Passage
..........

In the second trimester of Diane Kruger’s recent pregnancy – her daughter with her partner, actor Norman Reedus, was born in October – the German actress was about as far from putting her feet up as it’s possible to imagine. Instead of slowing down, she was in Tel Aviv, undergoing intensive training to play a Mossad agent – the same training one would be given to actually become an agent in the notoriously tough Israeli intelligence service – for her role in upcoming film The Operative.
“We had to do some strange things,” says Kruger. “Like having to convince a stranger in the street to walk you somewhere, and having to knock on someone’s door and convince them to let you into their home.” Her cover was that she was a tourist in the city. “And if you act believably, most people will go out of their way to help you,” she muses. “But I found it really hard to lie to people like that.” More nerve-wracking still, she says, was being made to travel on a false passport through airport security. “There was a real possibility of getting arrested. It was terrifying.”
However uncomfortable she may find them, lies and deception are very much the themes of 42-year-old Kruger’s upcoming film slate. Alongside The Operative, she will soon be seen in Jeremiah Terminator LeRoy, the eagerly anticipated story of the elaborate hoax that fooled both Hollywood and the publishing industry in the 1990s and early 2000s. ‘JT LeRoy’ (played on screen by Kristen Stewart) was presented as a literary wunderkind and the author of several supposedly semi-autobiographical books detailing a luridly hardscrabble childhood. In reality, ‘he’ was an entirely fictitious character, created by writer Laura Albert, and played – in glasses and a wig – by her sister-in-law Savannah Knoop. Knoop (portrayed by Laura Dern) co-wrote the screenplay.
In a film that is already deeply meta, Kruger’s character, Eva, is mind-bogglingly so: a conniving, manipulative European movie star obsessed with LeRoy and determined to secure the rights to his novel (she is, in part, based on the actress and director Asia Argento, who befriended LeRoy and directed the adaptation of his story The Heart Is Deceitful Above All Things.) “Celebrities would flock to JT’s readings – they all wanted a part of this guy who seems to be so pure and ‘authentic’,” says Kruger, with an expression of slight disdain. “Celebrity culture is so ugly – or it can be, anyway – and that story really highlights that.”

..........

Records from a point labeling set
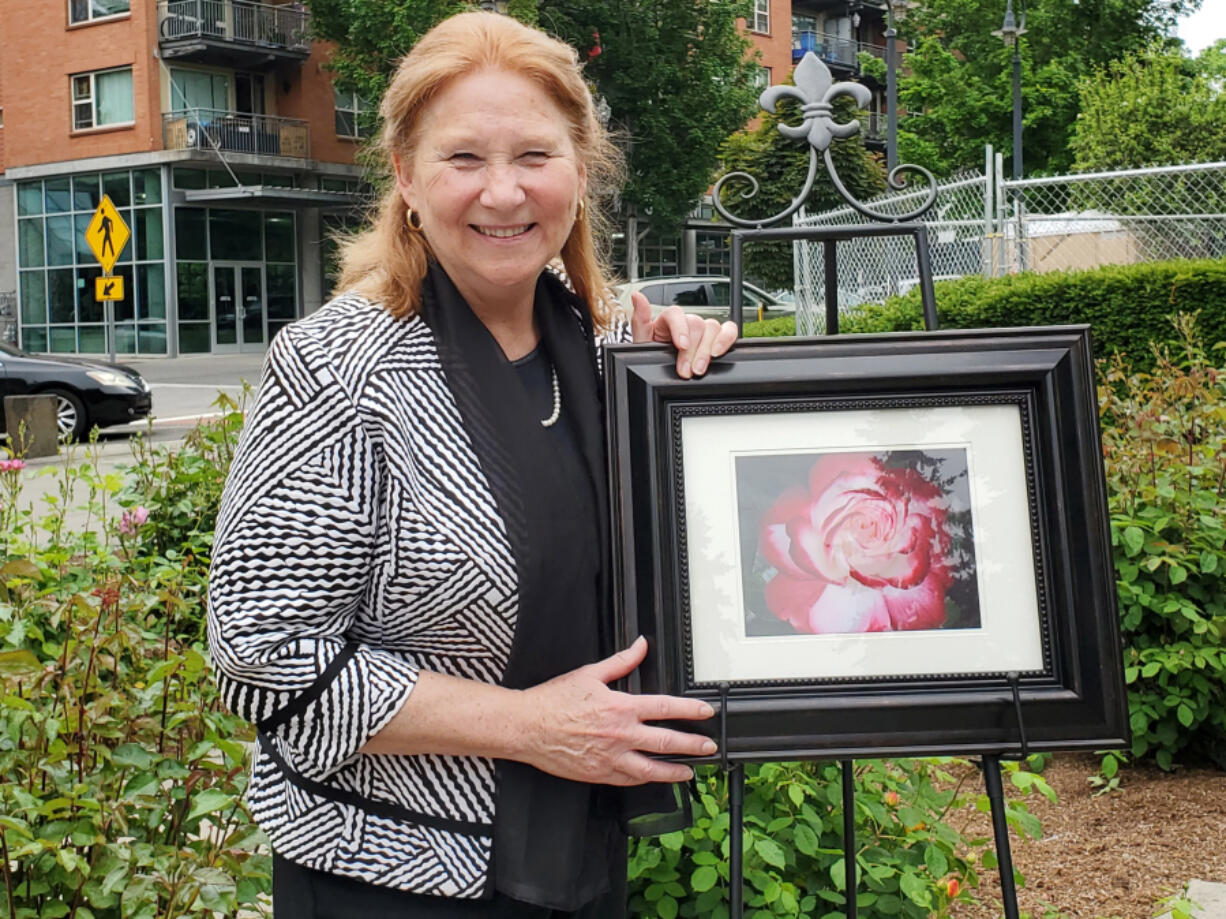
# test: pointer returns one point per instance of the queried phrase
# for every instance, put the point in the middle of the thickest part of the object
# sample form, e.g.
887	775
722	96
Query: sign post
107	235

..........

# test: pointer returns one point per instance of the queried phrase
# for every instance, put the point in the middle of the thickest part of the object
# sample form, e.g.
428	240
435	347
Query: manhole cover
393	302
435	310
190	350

..........

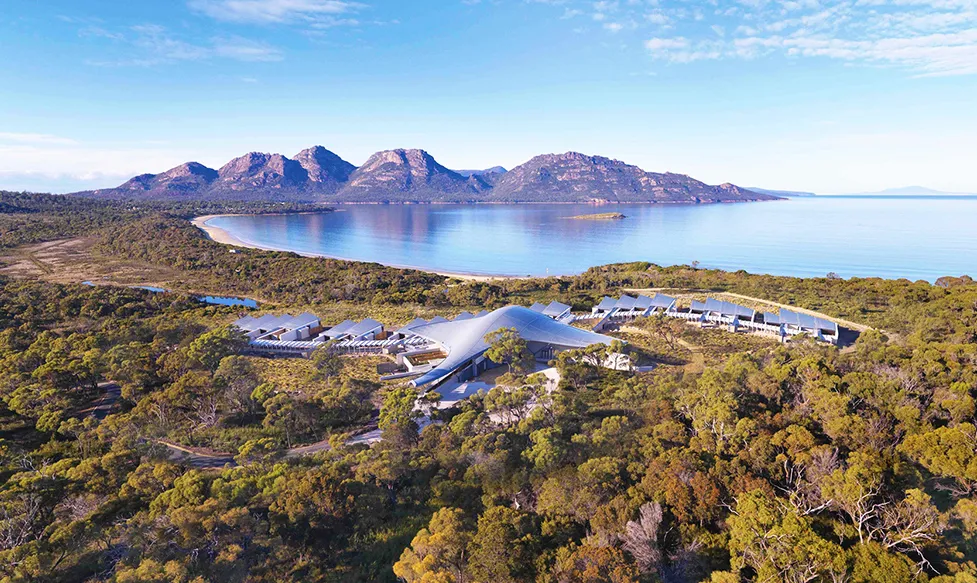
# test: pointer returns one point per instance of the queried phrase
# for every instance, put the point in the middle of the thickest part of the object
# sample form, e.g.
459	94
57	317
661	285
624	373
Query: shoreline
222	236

..........

Aim A
Rewrite the Diane Kruger profile from "However uncomfortable she" up to and including "co-wrote the screenplay.", swapping "wunderkind" for "prodigy".
Aim B
According to the Diane Kruger profile, in what city did Kruger train to play a Mossad agent?
The items have no connection to the Diane Kruger profile.

Exercise response A
However uncomfortable she may find them, lies and deception are very much the themes of 42-year-old Kruger’s upcoming film slate. Alongside The Operative, she will soon be seen in Jeremiah Terminator LeRoy, the eagerly anticipated story of the elaborate hoax that fooled both Hollywood and the publishing industry in the 1990s and early 2000s. ‘JT LeRoy’ (played on screen by Kristen Stewart) was presented as a literary prodigy and the author of several supposedly semi-autobiographical books detailing a luridly hardscrabble childhood. In reality, ‘he’ was an entirely fictitious character, created by writer Laura Albert, and played – in glasses and a wig – by her sister-in-law Savannah Knoop. Knoop (portrayed by Laura Dern) co-wrote the screenplay.

Exercise response B
Tel Aviv